Serie di esercizi:
**1.** Stabilisci se le affermazioni (a), (b) e (c) concordano con il testo sul quinto quarto, rispondendo sì o no e citando tra virgolette le parole del testo che lo dimostrano. (a) Nei mattatoi l'animale veniva diviso in due quarti anteriori e due posteriori. (b) Il sale all'epoca era abbondante e si usava senza risparmio. (c) Le parti meno nobili dell'animale venivano conservate sotto sale.
**2.** Secondo il testo sul quinto quarto, da quali zone arrivavano in buona parte i macellai del mattatoio?
**3.** Restituisci dal testo sul quinto quarto, parola per parola, il passo che comincia con "La storia del" e continua fino a "con la fame.".

======== Estratto della pagina ========

La storia del quinto quarto
Ci sono pietanze la cui preparazione avviene con alimenti che a molti fanno storcere il naso.
La cucina non è fatta solo di Chateaubriand o di crostacei alla newburg. Anche perché, nutrirsi è un bisogno primario. Per nutrirsi ci vogliono i mezzi. Il popolo spesso ha pochi mezzi e quindi nel corso dei secoli ha dovuto spesso fare i conti con la fame.
I motivi sono molteplici e le cause pure. Questo continuo bisogno ha fatto sì che si aguzzasse l’ingegno ed a volte si è, anche, riusciti a far di necessità virtù.
Al punto che quello che ne è nato ha assunto un posto di eccellenza. Ad esempio;
Nella cucina popolare romana, esiste la cucina detta del quinto quarto.
Espressione curiosa che serve a definire un sur plus di ricavo dell’animale macellato.
Di solito, nei mattatoi si divideva l’animale in quarti. Due anteriori e due posteriori.
All’epoca non esistevano sistemi di conservazione come i frigoriferi e la carne veniva trattata per la conservazione tramite salatura. Il sale aveva un valore enorme all’epoca e si usava con parsimonia.
Il valore del sale era talmente alto che chi lavorava nelle saline veniva pagato con lo stesso sale, da cui la parola Salario.
Si conservavano solo i tagli di carne più pregiati. Non ha senso spendere più per il conservante che per l’alimento da conservare, quindi le parti meno nobili dovevano essere consumate in fretta.
Fra queste c’erano soprattutto le interiora, le cosiddette frattaglie, cuore, rognoni, fegato, polmoni, trippa, testicoli, ed anche lingua, mammelle coda, zampe.
Fu proprio in virtù di questo che intorno ai mattatoi cittadini nacquero le prime osterie, dove venivano cucinate e consumate queste pietanze e spesso erano stesso i macellai del mattatoio, detti anche vaccinari, ad aprirle e siccome in buona parte arrivavano dalle zone di Amatrice, per indicarli si usava dire “Dar matriciano” Grazie alla loro abilità nel trattare e cuocere queste prelibatezze, oggi possiamo gustare piatti diventati simbolo della cucina romana come:
Coda alla vaccinara Coratella con i carciofi, La pajata d’agnello, La trippa alla romana.
Logicamente,non si usava farlo solo con le mucche o i vitelli,l’arte del recupero e del consumo di tutto ciò che è commestibile,riguardava tutti gli animali macellati,bovini,ovini,suini.

======== Dati forniti ========

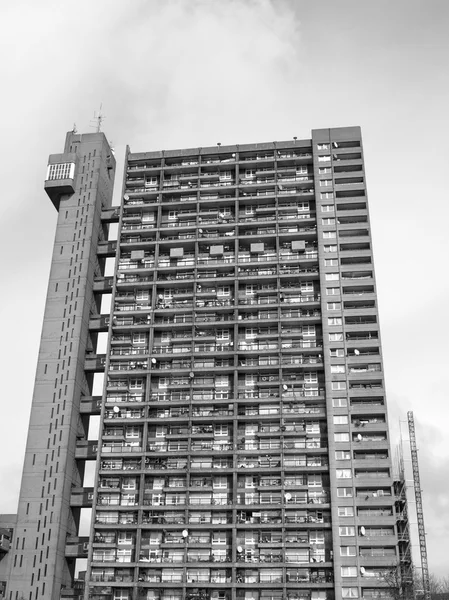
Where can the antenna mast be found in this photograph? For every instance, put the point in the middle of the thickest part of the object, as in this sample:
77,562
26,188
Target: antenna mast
419,507
98,119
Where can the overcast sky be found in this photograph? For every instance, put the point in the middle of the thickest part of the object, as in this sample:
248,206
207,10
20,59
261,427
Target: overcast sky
180,73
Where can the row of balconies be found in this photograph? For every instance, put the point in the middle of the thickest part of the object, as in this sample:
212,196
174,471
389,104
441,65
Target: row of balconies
301,576
205,259
172,164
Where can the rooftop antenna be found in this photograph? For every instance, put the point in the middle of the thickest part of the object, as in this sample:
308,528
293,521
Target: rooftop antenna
98,119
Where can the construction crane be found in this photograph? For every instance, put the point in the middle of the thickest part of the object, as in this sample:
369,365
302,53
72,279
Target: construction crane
419,507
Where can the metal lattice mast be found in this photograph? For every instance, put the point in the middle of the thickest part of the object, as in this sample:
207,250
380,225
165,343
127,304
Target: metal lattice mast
419,508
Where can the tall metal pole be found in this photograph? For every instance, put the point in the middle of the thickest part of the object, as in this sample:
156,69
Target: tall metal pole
419,508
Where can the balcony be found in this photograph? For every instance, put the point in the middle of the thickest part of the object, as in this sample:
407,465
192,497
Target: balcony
95,363
107,249
103,285
81,497
77,547
90,405
99,323
86,450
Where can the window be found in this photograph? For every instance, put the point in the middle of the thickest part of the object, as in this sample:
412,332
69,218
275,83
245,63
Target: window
337,353
308,331
335,337
338,385
343,474
311,377
306,287
60,171
315,481
334,306
139,338
342,455
135,384
346,511
339,402
224,291
222,381
334,321
344,492
222,334
341,437
221,430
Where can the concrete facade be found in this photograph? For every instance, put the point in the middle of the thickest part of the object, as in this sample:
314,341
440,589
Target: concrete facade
243,451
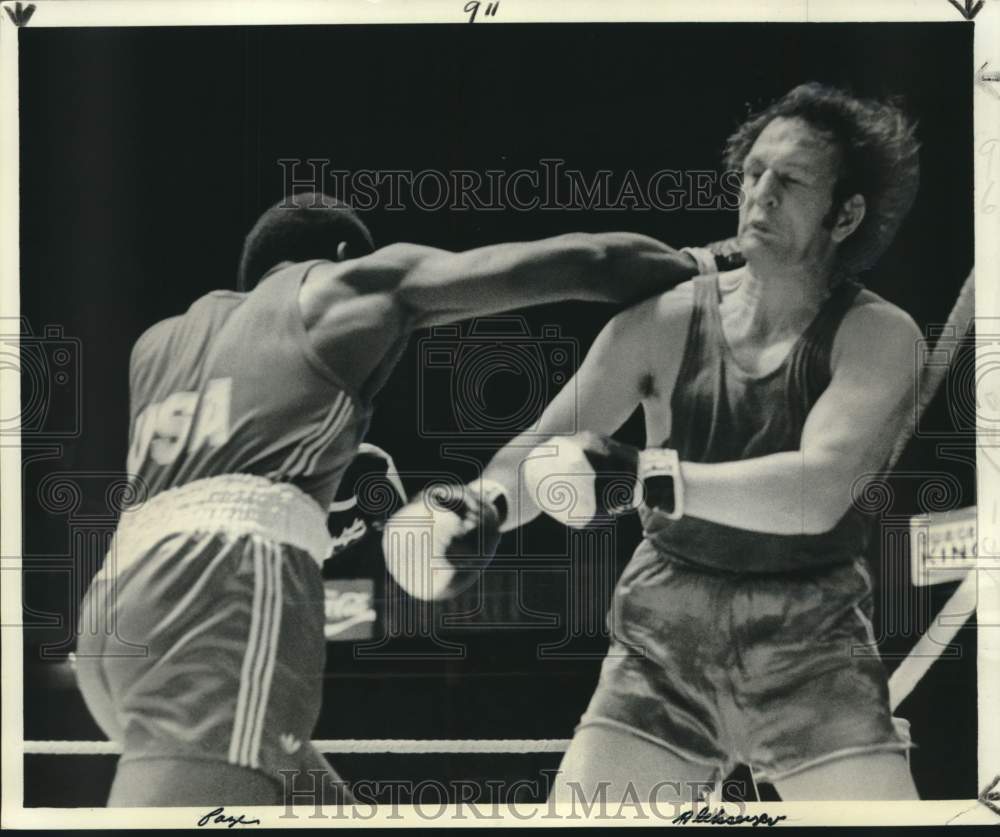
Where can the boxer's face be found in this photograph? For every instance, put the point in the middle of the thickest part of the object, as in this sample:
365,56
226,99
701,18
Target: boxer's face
788,180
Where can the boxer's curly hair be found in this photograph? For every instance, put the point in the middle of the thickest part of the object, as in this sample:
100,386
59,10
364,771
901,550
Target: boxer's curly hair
880,160
305,226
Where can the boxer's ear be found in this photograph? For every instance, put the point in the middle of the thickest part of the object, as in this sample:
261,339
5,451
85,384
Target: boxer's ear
849,218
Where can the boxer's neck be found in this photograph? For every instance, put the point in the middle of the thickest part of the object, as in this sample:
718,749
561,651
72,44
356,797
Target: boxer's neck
779,298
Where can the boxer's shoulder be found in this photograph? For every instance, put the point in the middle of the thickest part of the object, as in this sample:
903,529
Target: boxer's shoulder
673,309
875,315
873,325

========

Risposte in ordine:
**1.**
(a) Sì: "Di solito, nei mattatoi si divideva l’animale in quarti. Due anteriori e due posteriori."
(b) No: "Il sale aveva un valore enorme all’epoca e si usava con parsimonia."
(c) No: "le parti meno nobili dovevano essere consumate in fretta."

**2.** Dalle zone di Amatrice.

**3.**
La storia del quinto quarto
Ci sono pietanze la cui preparazione avviene con alimenti che a molti fanno storcere il naso.
La cucina non è fatta solo di Chateaubriand o di crostacei alla newburg. Anche perché, nutrirsi è un bisogno primario. Per nutrirsi ci vogliono i mezzi. Il popolo spesso ha pochi mezzi e quindi nel corso dei secoli ha dovuto spesso fare i conti con la fame.